##### Exercise materials #####
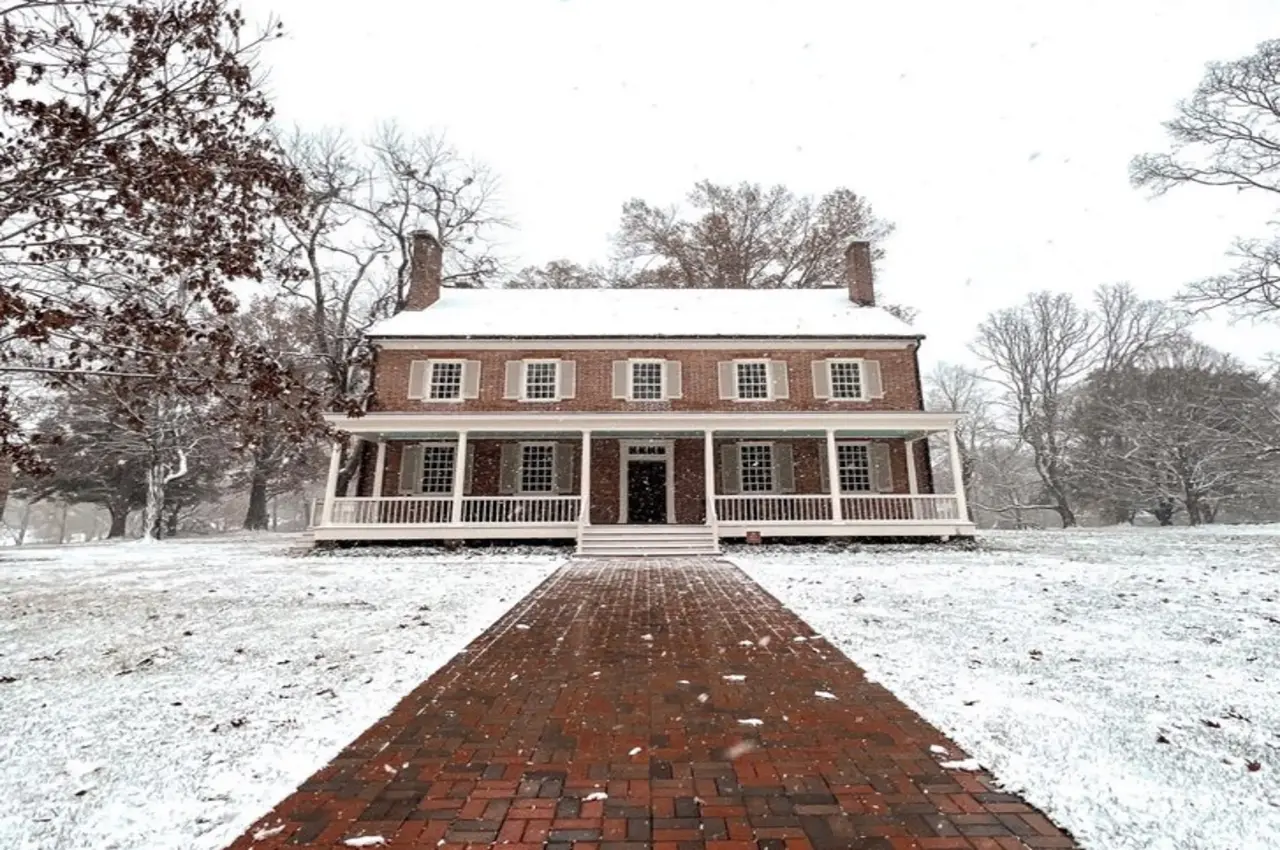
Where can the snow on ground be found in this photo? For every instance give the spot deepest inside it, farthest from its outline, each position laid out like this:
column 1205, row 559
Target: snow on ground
column 1064, row 661
column 167, row 695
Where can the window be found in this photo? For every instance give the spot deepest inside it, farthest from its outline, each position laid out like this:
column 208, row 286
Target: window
column 542, row 380
column 446, row 379
column 846, row 379
column 647, row 380
column 536, row 467
column 855, row 467
column 438, row 469
column 753, row 379
column 755, row 467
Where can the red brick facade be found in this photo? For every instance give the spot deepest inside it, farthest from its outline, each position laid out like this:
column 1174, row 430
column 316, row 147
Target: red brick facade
column 594, row 371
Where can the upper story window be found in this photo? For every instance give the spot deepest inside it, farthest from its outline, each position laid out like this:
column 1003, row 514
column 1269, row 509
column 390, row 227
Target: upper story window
column 444, row 380
column 752, row 379
column 849, row 379
column 540, row 380
column 647, row 380
column 846, row 378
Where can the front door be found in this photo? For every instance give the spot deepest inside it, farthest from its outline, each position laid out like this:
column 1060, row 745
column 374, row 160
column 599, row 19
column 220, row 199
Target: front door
column 647, row 492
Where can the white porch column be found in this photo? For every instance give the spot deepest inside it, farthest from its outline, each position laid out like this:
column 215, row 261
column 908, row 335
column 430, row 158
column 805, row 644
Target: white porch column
column 460, row 476
column 958, row 475
column 833, row 476
column 913, row 487
column 585, row 487
column 379, row 469
column 330, row 485
column 709, row 475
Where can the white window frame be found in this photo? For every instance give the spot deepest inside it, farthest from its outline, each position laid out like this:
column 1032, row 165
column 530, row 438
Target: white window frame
column 524, row 380
column 631, row 379
column 871, row 466
column 862, row 380
column 520, row 466
column 773, row 470
column 430, row 379
column 453, row 469
column 768, row 380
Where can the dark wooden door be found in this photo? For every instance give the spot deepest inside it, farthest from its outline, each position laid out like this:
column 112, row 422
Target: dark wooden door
column 647, row 492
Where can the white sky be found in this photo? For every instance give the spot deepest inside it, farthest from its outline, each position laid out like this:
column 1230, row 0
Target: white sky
column 995, row 135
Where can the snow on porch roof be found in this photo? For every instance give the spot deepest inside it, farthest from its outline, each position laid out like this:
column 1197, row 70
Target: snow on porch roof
column 643, row 312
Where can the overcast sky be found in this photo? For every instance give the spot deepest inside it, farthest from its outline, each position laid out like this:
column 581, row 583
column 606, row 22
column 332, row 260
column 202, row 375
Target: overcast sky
column 995, row 135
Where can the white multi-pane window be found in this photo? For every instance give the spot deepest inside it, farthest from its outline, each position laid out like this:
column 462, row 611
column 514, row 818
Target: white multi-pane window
column 855, row 467
column 755, row 467
column 753, row 379
column 446, row 379
column 846, row 379
column 647, row 380
column 536, row 467
column 438, row 469
column 542, row 379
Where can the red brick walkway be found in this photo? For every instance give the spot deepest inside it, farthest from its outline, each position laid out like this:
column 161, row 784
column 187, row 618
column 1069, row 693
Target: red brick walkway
column 650, row 704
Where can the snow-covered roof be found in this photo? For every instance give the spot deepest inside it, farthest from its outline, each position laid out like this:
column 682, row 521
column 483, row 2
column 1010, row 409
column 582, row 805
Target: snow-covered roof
column 643, row 314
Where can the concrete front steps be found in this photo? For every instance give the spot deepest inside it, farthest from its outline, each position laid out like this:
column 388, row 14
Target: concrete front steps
column 657, row 540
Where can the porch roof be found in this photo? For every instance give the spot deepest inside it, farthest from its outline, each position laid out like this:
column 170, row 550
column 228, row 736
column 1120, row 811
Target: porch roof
column 392, row 425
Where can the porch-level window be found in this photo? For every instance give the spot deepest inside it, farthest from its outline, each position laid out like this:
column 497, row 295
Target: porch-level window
column 755, row 467
column 753, row 379
column 855, row 467
column 438, row 469
column 536, row 467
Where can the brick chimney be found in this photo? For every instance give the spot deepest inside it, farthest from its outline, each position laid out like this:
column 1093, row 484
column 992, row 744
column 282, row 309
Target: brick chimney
column 858, row 273
column 424, row 272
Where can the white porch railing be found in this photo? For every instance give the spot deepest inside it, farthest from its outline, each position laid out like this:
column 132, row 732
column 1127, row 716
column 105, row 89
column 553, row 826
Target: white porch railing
column 438, row 510
column 520, row 510
column 773, row 508
column 853, row 508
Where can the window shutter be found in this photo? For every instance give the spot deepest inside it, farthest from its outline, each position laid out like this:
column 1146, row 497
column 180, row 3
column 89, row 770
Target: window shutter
column 882, row 473
column 567, row 376
column 417, row 376
column 508, row 471
column 565, row 469
column 515, row 378
column 822, row 379
column 784, row 467
column 471, row 379
column 411, row 469
column 621, row 378
column 673, row 379
column 778, row 383
column 872, row 384
column 731, row 476
column 823, row 473
column 469, row 471
column 727, row 379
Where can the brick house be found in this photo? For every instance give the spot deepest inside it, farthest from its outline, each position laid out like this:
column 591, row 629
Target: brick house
column 658, row 420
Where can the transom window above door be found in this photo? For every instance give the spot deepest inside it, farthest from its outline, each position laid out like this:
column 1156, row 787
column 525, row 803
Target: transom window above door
column 647, row 382
column 753, row 379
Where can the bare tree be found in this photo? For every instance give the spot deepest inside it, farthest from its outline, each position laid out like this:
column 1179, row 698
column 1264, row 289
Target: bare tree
column 1228, row 135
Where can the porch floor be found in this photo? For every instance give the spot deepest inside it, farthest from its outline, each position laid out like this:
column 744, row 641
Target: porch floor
column 627, row 704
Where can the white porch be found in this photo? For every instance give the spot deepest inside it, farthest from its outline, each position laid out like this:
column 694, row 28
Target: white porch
column 571, row 507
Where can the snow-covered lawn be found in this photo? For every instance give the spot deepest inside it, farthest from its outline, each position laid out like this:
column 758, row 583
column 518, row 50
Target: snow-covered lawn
column 1127, row 681
column 165, row 695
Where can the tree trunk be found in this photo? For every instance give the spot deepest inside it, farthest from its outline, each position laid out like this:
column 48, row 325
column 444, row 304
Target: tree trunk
column 119, row 517
column 256, row 517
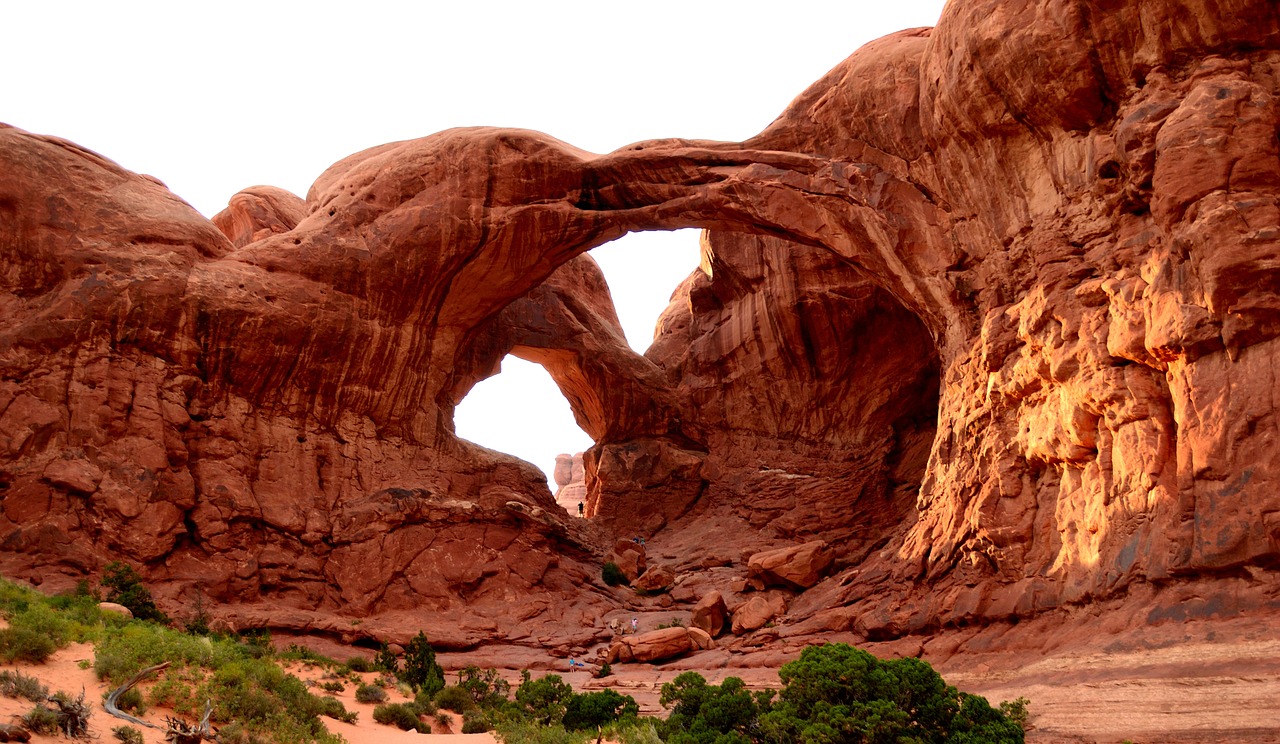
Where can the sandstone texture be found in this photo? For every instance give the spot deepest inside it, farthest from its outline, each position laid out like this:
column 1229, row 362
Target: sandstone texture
column 658, row 644
column 709, row 614
column 992, row 311
column 570, row 480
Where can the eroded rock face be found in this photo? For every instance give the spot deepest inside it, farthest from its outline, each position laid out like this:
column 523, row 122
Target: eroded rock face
column 796, row 567
column 1002, row 334
column 709, row 614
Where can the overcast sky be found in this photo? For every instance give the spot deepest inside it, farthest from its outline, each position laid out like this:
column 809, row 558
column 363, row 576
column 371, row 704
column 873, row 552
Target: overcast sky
column 211, row 97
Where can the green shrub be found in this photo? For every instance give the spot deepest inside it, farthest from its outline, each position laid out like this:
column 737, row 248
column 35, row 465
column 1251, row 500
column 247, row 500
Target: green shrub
column 402, row 716
column 72, row 713
column 420, row 670
column 1016, row 711
column 833, row 693
column 543, row 699
column 124, row 587
column 127, row 735
column 385, row 661
column 14, row 684
column 424, row 703
column 526, row 733
column 594, row 710
column 485, row 687
column 199, row 621
column 41, row 720
column 370, row 694
column 613, row 575
column 129, row 702
column 455, row 698
column 444, row 721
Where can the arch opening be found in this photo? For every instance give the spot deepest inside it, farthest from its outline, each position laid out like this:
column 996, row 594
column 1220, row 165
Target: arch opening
column 521, row 411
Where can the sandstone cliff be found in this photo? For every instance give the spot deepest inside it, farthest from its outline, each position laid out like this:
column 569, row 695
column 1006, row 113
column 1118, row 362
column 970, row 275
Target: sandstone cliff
column 992, row 309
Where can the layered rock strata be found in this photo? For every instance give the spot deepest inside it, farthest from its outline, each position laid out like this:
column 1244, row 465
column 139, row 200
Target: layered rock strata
column 991, row 309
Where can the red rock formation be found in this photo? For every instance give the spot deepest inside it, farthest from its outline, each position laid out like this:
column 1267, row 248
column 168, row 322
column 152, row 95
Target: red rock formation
column 992, row 309
column 709, row 614
column 795, row 567
column 570, row 477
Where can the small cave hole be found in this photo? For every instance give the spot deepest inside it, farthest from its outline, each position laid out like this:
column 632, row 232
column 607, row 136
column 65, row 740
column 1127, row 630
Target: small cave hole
column 522, row 412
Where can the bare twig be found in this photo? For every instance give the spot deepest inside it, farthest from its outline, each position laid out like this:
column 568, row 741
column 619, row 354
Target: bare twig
column 112, row 703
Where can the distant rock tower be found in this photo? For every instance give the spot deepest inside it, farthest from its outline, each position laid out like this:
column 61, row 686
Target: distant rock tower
column 568, row 478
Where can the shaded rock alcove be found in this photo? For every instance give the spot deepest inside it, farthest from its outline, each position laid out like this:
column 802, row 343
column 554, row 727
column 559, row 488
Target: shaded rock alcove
column 1002, row 333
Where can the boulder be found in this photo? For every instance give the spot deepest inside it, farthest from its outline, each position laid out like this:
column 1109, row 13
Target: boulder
column 709, row 614
column 117, row 608
column 795, row 567
column 753, row 614
column 652, row 646
column 700, row 638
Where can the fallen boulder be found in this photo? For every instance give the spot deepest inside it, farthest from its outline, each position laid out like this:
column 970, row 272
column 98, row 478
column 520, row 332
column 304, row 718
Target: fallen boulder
column 709, row 614
column 656, row 579
column 657, row 644
column 753, row 614
column 630, row 556
column 117, row 608
column 795, row 567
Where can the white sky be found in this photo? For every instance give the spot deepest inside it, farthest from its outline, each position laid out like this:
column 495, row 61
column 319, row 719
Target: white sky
column 211, row 97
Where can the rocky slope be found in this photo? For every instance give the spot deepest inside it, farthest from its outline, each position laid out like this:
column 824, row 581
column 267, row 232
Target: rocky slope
column 991, row 310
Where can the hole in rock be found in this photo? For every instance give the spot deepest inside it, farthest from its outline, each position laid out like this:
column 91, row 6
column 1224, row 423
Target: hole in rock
column 520, row 411
column 643, row 270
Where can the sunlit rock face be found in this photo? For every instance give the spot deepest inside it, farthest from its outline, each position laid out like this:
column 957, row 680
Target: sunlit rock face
column 991, row 309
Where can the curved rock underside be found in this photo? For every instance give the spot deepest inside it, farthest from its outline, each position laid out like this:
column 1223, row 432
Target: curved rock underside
column 991, row 309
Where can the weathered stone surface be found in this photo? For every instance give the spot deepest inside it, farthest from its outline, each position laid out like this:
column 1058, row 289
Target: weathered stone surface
column 753, row 614
column 630, row 557
column 709, row 614
column 1002, row 334
column 656, row 579
column 257, row 213
column 117, row 608
column 796, row 567
column 653, row 646
column 700, row 639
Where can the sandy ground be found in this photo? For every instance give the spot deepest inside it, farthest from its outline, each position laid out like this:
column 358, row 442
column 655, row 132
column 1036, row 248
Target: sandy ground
column 1180, row 684
column 63, row 671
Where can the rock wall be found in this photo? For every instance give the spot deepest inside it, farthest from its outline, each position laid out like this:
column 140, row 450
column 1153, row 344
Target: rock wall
column 992, row 307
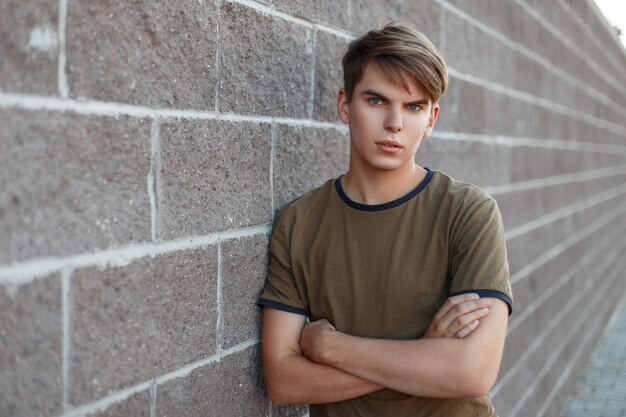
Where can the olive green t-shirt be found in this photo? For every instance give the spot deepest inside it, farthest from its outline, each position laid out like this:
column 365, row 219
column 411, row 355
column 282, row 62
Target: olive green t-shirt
column 383, row 271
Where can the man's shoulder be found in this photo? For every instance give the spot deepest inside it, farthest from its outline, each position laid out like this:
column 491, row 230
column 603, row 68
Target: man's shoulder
column 459, row 192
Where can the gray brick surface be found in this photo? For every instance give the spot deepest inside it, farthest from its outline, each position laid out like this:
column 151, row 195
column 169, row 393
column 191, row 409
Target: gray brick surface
column 29, row 46
column 141, row 320
column 213, row 176
column 329, row 50
column 71, row 183
column 137, row 405
column 30, row 348
column 243, row 274
column 306, row 158
column 230, row 388
column 266, row 64
column 601, row 389
column 141, row 52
#####
Exercise objective
Retype exactly the lines of the data above that fall between the line with "column 228, row 736" and the line with "column 992, row 744", inclusive, and add nothing.

Exercise output
column 228, row 736
column 1120, row 811
Target: porch roof
column 392, row 425
Where can the porch-level window be found in this photo? For every instance give the spot deepest inside it, farthest from its outline, each position laid out like this:
column 497, row 295
Target: porch-level window
column 755, row 467
column 753, row 379
column 855, row 467
column 438, row 469
column 536, row 467
Where can the brick chimney be found in this photo? For every instance give the spot deepest inside it, farthest from its outline, each position laid out like this:
column 1093, row 484
column 992, row 744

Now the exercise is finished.